-- Exercise inputs follows --

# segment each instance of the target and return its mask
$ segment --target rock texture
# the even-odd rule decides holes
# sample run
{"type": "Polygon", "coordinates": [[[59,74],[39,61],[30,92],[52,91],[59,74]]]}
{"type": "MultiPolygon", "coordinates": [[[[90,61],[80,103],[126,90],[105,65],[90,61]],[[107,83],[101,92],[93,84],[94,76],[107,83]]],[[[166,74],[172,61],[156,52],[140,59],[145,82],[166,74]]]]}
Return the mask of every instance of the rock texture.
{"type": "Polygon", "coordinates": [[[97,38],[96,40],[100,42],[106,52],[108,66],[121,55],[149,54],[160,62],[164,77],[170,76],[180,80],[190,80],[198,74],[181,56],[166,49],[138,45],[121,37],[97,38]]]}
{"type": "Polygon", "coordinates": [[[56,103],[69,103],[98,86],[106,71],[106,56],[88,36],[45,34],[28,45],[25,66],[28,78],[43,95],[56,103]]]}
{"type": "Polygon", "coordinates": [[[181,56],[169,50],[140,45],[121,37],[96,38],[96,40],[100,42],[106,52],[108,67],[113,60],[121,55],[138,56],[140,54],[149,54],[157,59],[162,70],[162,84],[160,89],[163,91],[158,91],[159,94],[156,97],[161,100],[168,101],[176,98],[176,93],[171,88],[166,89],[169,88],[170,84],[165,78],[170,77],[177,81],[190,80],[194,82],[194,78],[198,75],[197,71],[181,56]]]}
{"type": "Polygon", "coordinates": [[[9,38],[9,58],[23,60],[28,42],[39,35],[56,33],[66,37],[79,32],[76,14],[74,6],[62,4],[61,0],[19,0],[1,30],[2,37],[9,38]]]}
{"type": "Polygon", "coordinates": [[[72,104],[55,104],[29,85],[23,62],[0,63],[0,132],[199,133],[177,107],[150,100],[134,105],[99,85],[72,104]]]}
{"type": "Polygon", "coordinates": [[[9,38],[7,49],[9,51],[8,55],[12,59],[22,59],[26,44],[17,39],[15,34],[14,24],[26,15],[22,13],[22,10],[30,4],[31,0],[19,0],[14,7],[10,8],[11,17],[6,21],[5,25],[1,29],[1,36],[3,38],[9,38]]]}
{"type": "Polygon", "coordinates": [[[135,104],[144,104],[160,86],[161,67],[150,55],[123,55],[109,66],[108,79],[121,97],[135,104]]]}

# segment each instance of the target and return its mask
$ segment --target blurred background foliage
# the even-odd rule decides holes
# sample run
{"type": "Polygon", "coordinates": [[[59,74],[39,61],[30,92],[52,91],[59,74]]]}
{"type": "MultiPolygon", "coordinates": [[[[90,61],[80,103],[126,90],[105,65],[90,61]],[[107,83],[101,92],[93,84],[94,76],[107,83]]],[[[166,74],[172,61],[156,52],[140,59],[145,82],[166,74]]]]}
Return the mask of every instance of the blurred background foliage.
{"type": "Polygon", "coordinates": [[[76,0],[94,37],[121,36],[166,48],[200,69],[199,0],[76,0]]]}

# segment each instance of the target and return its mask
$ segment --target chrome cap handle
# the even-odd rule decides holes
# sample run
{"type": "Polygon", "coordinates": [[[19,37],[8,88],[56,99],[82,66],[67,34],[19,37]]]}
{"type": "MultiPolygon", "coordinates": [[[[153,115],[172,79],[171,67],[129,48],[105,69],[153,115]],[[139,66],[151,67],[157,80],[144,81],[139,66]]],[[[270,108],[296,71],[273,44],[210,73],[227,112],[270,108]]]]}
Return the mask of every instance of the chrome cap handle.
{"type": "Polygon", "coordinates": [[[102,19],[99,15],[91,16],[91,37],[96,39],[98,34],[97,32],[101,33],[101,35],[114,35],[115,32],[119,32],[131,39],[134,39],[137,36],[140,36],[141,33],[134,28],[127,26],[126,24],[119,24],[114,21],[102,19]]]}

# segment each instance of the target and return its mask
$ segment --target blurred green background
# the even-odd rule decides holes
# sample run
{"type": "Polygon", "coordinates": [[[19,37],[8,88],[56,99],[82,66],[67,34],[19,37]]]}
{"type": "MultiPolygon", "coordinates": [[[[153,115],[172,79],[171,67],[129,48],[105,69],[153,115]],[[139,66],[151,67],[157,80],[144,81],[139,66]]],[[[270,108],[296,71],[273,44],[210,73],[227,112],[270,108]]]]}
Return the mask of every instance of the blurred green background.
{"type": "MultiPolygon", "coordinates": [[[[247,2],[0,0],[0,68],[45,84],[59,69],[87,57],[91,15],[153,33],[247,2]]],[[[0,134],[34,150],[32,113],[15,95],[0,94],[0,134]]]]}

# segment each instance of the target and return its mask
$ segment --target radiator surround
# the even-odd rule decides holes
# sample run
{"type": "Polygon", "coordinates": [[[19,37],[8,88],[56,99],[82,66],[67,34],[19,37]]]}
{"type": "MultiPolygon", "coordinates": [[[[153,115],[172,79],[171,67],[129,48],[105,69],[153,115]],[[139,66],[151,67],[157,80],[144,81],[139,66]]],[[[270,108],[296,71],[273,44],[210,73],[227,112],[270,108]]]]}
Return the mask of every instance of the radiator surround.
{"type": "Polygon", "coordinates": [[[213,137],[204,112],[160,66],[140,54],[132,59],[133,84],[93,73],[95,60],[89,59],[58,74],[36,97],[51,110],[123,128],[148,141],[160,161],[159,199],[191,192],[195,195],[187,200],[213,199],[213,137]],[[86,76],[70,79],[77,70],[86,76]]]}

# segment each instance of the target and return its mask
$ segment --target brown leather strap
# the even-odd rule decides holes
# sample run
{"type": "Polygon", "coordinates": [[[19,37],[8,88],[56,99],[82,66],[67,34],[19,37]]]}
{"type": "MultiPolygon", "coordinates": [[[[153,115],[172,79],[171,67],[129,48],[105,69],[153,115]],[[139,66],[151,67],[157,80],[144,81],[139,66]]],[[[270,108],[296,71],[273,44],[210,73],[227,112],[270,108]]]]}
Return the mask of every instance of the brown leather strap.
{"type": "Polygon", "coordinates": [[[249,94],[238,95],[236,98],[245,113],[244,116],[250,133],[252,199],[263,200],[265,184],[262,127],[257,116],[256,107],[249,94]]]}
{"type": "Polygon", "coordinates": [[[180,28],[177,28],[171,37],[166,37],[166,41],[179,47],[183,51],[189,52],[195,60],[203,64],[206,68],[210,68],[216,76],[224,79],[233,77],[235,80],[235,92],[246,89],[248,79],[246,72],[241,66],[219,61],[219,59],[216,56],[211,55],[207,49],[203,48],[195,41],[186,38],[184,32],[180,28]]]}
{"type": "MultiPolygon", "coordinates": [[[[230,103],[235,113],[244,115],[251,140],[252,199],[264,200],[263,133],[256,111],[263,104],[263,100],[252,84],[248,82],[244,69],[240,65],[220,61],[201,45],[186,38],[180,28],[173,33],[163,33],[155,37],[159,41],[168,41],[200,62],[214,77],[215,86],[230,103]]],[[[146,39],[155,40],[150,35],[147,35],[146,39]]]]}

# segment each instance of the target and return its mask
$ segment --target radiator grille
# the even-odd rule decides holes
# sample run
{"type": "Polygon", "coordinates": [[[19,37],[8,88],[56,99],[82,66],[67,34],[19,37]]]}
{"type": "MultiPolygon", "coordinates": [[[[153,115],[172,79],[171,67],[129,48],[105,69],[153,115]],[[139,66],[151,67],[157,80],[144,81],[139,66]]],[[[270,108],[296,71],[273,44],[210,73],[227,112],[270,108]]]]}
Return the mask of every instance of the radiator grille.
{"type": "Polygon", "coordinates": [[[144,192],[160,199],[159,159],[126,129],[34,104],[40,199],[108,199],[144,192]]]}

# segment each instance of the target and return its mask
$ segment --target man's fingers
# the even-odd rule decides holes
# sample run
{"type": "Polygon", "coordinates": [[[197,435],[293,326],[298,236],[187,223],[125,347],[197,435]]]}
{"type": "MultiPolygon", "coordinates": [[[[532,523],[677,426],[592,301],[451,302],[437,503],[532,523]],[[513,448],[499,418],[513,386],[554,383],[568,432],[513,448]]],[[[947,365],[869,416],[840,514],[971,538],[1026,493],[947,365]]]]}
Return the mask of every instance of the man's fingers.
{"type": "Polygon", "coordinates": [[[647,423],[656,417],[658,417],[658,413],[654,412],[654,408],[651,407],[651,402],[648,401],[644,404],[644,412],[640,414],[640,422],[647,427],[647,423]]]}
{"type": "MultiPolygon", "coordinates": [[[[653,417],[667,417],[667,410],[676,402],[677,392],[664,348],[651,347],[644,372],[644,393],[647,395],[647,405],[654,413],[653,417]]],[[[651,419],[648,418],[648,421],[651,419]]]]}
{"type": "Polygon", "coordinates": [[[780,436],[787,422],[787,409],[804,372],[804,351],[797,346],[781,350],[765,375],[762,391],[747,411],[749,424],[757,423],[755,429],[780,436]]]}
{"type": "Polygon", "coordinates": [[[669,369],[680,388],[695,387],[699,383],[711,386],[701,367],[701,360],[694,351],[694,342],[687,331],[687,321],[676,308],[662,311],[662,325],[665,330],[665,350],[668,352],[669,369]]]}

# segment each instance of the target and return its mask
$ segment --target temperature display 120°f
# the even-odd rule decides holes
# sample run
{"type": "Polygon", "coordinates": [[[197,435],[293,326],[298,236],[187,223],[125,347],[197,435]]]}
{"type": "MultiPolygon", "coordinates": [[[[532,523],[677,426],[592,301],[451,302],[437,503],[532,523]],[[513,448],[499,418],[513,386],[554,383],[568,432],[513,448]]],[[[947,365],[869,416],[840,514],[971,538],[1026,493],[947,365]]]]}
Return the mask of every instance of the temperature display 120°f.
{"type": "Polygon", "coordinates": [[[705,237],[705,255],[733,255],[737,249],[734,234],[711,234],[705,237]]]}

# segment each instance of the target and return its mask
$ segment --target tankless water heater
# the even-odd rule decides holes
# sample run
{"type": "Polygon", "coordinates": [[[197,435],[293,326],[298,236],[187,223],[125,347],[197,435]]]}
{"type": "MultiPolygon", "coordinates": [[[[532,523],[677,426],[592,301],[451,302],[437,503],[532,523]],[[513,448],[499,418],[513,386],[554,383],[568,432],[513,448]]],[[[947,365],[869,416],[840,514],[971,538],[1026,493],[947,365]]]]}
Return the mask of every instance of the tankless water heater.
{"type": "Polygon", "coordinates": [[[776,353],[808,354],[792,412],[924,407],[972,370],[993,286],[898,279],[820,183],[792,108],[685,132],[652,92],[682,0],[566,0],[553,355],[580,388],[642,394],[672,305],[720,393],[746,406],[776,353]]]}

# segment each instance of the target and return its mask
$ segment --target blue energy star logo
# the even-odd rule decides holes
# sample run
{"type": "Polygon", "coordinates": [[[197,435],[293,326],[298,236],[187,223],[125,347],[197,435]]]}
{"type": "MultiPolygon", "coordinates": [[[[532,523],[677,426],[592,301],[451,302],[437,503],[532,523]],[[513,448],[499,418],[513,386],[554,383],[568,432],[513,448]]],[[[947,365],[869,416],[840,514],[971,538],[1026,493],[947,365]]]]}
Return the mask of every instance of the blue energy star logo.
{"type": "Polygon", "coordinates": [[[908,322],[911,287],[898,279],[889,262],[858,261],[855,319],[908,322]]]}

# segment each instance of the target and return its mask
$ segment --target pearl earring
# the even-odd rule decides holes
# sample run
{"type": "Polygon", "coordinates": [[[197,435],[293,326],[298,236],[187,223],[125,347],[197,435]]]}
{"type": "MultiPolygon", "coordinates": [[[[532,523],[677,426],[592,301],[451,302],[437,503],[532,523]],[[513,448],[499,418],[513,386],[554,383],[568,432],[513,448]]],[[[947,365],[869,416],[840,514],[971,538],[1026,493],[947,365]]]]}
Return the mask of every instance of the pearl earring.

-- Exercise inputs concluded --

About this task: Extract each line holding the word "pearl" from the records.

Result for this exercise:
$ segment --target pearl earring
Return the mask of every instance of the pearl earring.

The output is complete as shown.